#### TASKS AND EXERCISES:
a: Update the Ciudad de Victoria landscape text between "PWP Landscape Architecture, the" and "or organized events.", inclusive, replacing "Water Gardens" with "Reflecting Gardens".
b: According to the Ciudad de Victoria landscape text, which firm designed the landscape for the arena and the whole complex?
c: Resume the Ciudad de Victoria landscape text from its final sentence.

#### TEXT SECTION:
Segment Open
PWP Landscape Architecture, the firm who landscaped the National September 11 Memorial & Museum, designed the landscape for the arena and the whole complex of Ciudad de Victoria. Headed by Chris Dimond, The Landscape Architect of the Ciudad De Victoria. The landscape design for phase one includes: The Philippine Arena, the Stadium Gardens, and the Water Gardens. The Philippine Arena landscape design is defined by a curvilinear system of formal trees and covered walkways that echo the elliptical form of the Arena connecting two arrival areas, two plazas and a grand stair that leads to the arena. The Stadium Gardens are defined by vertical layers of palm trees, drifts of informal flowering gardens, and dense hedges that expose two clearings for accommodating large casual gatherings or organized events.
Segment Closed
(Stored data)
Segment Open
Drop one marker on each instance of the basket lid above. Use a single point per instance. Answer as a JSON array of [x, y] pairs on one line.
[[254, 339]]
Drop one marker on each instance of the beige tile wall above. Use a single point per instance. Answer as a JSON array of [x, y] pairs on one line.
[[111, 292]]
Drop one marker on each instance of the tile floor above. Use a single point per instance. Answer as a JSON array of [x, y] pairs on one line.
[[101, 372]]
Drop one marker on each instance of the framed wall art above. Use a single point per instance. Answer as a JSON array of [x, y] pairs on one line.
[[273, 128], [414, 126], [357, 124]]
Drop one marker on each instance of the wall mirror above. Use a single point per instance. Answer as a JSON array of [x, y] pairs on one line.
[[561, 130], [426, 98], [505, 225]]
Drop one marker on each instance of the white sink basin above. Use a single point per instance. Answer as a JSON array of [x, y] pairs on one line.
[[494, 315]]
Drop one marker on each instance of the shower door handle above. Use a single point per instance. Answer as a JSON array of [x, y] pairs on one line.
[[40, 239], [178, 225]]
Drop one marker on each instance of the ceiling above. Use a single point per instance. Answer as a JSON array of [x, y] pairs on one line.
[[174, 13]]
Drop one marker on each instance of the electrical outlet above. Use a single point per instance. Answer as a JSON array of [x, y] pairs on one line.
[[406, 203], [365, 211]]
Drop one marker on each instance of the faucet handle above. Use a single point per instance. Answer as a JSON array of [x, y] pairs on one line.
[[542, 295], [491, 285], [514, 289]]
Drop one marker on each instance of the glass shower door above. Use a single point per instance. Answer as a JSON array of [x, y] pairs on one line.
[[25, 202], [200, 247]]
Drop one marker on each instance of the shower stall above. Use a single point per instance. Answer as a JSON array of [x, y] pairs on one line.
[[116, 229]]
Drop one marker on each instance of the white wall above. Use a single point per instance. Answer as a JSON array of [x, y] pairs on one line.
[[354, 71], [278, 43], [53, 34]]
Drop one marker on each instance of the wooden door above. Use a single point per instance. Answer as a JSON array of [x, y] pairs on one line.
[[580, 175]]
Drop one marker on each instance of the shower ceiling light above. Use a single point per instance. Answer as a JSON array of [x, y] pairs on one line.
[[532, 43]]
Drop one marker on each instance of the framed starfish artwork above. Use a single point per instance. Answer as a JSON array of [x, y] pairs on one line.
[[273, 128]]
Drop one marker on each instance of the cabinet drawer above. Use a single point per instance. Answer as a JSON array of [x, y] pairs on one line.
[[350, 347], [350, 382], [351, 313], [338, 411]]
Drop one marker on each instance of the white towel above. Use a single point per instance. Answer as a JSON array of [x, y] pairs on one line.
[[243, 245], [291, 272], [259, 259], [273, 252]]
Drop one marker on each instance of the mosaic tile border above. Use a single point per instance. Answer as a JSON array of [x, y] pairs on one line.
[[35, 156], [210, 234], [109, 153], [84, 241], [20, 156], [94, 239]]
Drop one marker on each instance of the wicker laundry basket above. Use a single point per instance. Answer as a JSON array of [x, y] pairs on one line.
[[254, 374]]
Segment Closed
#### ANSWERS FOR EACH ITEM:
a:
PWP Landscape Architecture, the firm who landscaped the National September 11 Memorial & Museum, designed the landscape for the arena and the whole complex of Ciudad de Victoria. Headed by Chris Dimond, The Landscape Architect of the Ciudad De Victoria. The landscape design for phase one includes: The Philippine Arena, the Stadium Gardens, and the Reflecting Gardens. The Philippine Arena landscape design is defined by a curvilinear system of formal trees and covered walkways that echo the elliptical form of the Arena connecting two arrival areas, two plazas and a grand stair that leads to the arena. The Stadium Gardens are defined by vertical layers of palm trees, drifts of informal flowering gardens, and dense hedges that expose two clearings for accommodating large casual gatherings or organized events.

b: PWP Landscape Architecture

c:
A series of outdoor plazas, gardens and performance venues form the setting for the development including: The North and South Arrival Plazas, The Promontory Plaza, The Great Stairs, and Ciudad de Victoria Plaza that are all related to each other with two cross axes (N-S and E-W) that intersect at the Promontory Plaza. These spaces are woven together both by a spine of formal trees and covered walkways that echo the elliptical form of the Arena.

==Records==
On December 31, 2015, the INC claimed three records during its "Countdown to 2016" event at the Ciudad de Victoria, these are Largest Fireworks Display, Longest Line of Sparklers Lit in A Relay, and Most Sparklers Lit Simultaneously.